** Opening Records shown block **
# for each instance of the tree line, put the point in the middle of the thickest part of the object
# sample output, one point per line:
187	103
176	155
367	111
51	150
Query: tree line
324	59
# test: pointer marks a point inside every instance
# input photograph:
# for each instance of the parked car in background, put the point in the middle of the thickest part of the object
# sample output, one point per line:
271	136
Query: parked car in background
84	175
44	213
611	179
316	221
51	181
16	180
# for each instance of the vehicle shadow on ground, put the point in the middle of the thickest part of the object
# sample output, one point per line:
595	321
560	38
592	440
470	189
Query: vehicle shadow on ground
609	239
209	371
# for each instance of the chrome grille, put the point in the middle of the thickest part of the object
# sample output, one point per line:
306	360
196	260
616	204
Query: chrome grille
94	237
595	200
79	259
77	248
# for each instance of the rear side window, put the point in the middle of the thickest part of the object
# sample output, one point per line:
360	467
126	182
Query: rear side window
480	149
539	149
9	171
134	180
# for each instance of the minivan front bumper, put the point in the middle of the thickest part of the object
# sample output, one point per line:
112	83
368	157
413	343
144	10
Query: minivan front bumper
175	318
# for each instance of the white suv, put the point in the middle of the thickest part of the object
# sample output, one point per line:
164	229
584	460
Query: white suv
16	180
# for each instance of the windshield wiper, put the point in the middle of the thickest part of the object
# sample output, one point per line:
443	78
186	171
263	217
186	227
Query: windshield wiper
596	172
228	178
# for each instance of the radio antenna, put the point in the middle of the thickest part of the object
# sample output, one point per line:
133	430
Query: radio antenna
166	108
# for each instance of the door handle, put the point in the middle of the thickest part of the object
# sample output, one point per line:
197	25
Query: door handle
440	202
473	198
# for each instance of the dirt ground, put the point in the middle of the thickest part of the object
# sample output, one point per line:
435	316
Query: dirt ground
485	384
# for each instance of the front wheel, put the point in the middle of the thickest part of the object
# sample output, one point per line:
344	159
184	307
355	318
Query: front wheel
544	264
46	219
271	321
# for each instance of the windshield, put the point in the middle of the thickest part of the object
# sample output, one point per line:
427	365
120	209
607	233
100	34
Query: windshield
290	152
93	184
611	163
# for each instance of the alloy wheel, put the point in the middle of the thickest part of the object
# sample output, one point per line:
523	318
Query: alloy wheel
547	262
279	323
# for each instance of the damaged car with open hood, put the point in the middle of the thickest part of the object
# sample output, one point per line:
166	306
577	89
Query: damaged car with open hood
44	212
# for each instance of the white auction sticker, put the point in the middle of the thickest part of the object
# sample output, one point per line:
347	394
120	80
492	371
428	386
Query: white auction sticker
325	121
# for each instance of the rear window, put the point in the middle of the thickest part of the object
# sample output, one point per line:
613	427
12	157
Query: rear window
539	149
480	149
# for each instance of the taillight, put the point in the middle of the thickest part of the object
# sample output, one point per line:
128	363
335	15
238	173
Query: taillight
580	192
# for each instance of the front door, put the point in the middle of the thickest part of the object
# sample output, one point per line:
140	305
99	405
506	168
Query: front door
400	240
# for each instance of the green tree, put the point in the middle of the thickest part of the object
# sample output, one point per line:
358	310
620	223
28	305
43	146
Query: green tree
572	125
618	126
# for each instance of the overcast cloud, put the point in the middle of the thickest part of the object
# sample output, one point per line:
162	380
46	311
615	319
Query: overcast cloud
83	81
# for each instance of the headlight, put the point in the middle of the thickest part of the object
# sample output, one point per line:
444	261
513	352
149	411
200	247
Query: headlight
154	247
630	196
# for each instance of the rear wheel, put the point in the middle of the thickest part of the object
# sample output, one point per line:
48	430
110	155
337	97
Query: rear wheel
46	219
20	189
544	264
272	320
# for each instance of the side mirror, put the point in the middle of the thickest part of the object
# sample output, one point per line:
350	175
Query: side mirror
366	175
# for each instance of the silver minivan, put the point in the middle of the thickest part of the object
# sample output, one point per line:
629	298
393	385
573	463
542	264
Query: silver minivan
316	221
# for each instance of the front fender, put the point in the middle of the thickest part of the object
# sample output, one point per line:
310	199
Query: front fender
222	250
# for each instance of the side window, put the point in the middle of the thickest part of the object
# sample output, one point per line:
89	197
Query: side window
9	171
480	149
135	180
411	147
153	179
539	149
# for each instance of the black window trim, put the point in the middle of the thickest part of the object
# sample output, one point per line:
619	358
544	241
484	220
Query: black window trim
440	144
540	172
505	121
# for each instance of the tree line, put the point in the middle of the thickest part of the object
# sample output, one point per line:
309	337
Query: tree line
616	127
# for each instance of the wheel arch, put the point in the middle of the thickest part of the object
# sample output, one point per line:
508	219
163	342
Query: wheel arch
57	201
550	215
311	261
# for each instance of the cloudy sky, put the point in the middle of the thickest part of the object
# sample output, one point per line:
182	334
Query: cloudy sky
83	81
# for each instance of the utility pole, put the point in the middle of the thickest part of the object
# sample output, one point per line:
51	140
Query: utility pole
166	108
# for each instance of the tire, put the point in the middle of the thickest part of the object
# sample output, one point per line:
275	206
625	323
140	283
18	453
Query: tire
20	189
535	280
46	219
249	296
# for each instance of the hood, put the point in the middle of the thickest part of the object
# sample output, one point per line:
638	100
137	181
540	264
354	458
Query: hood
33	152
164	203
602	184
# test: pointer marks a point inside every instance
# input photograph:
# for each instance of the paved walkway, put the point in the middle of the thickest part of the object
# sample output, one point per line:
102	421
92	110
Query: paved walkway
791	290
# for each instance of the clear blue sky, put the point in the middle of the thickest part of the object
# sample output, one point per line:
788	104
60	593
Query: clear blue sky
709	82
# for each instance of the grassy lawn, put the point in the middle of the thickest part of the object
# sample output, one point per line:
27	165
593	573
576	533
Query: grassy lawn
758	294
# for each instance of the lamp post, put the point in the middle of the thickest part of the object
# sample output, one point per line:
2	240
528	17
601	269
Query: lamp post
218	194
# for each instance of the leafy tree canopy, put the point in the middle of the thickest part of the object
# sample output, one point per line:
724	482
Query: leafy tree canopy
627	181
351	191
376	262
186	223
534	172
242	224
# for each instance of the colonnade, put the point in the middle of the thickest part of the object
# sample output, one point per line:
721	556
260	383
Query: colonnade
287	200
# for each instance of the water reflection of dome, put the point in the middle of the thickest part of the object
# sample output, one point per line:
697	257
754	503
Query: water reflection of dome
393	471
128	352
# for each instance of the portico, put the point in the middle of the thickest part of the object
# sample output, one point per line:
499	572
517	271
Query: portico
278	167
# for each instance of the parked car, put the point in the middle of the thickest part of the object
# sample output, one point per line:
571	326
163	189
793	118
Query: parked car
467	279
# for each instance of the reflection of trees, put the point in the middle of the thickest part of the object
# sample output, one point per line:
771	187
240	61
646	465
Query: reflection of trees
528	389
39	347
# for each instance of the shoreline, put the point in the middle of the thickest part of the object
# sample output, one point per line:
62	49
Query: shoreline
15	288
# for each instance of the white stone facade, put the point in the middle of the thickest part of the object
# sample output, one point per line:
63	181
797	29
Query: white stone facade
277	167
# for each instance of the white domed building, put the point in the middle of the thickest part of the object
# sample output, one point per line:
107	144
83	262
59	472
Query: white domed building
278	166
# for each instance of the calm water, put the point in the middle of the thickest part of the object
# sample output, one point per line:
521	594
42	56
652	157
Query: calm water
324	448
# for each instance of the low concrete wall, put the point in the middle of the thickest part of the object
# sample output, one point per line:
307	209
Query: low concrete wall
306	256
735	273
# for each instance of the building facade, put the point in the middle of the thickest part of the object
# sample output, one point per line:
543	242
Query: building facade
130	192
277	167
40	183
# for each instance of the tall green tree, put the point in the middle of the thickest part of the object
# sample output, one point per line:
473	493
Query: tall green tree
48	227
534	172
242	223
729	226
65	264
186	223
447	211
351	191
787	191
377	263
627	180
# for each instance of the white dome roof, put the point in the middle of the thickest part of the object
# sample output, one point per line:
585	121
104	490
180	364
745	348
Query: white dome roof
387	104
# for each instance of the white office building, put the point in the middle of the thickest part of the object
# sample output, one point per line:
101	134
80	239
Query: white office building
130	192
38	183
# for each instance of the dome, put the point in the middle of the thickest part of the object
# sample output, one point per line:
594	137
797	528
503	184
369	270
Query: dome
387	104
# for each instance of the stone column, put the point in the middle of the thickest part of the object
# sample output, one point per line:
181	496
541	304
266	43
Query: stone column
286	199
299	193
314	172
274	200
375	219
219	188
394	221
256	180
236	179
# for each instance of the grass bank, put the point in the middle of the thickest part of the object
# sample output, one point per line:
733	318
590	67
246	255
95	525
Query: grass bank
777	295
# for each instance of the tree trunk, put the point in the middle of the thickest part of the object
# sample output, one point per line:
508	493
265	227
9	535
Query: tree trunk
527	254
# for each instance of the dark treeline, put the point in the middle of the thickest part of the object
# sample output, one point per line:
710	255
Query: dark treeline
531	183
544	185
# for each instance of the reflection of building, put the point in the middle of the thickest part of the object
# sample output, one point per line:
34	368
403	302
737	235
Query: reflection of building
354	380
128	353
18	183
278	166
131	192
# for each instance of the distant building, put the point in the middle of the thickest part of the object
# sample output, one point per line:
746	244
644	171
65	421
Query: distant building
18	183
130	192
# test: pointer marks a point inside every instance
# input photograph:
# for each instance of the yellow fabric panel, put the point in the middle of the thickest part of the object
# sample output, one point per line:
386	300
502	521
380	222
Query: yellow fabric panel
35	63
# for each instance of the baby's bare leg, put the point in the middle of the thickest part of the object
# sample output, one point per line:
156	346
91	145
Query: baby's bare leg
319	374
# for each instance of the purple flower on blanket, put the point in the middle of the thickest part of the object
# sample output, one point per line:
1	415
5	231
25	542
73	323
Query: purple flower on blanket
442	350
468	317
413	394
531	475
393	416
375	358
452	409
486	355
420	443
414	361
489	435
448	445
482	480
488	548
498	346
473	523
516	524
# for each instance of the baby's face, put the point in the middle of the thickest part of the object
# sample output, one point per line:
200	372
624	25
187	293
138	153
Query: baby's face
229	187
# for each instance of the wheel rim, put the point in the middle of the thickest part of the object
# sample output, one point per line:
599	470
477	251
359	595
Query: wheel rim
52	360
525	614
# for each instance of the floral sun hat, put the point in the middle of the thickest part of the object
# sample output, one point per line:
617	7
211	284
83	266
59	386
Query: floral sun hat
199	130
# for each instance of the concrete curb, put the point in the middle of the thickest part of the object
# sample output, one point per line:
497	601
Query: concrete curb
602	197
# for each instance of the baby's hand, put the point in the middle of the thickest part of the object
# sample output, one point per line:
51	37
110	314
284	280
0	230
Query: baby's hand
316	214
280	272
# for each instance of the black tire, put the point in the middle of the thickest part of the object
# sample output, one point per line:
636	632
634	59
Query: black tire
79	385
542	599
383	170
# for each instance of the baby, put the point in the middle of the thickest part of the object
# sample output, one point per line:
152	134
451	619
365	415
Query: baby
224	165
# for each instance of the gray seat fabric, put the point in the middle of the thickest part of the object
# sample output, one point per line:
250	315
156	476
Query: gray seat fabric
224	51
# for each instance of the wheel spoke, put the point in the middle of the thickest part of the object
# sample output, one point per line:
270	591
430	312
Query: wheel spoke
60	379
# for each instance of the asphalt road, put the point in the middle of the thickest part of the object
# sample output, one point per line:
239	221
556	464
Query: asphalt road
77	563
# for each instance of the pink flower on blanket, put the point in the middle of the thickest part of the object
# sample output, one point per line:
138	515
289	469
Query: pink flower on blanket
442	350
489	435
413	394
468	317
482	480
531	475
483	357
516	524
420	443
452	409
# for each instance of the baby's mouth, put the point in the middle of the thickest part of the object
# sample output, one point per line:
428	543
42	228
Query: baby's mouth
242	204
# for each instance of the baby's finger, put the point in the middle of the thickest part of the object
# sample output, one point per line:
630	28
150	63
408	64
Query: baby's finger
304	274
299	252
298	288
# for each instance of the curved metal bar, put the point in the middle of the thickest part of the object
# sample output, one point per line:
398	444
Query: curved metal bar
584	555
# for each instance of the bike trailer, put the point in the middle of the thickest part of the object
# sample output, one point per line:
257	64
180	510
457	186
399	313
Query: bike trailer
** Closing Records shown block **
▸ **Work required**: If a line in the records includes the string "trailer", copy it.

▸ **Solution below**:
# for each instance of the bike trailer, put the point in the middle of the thickest part of the object
Query: bike trailer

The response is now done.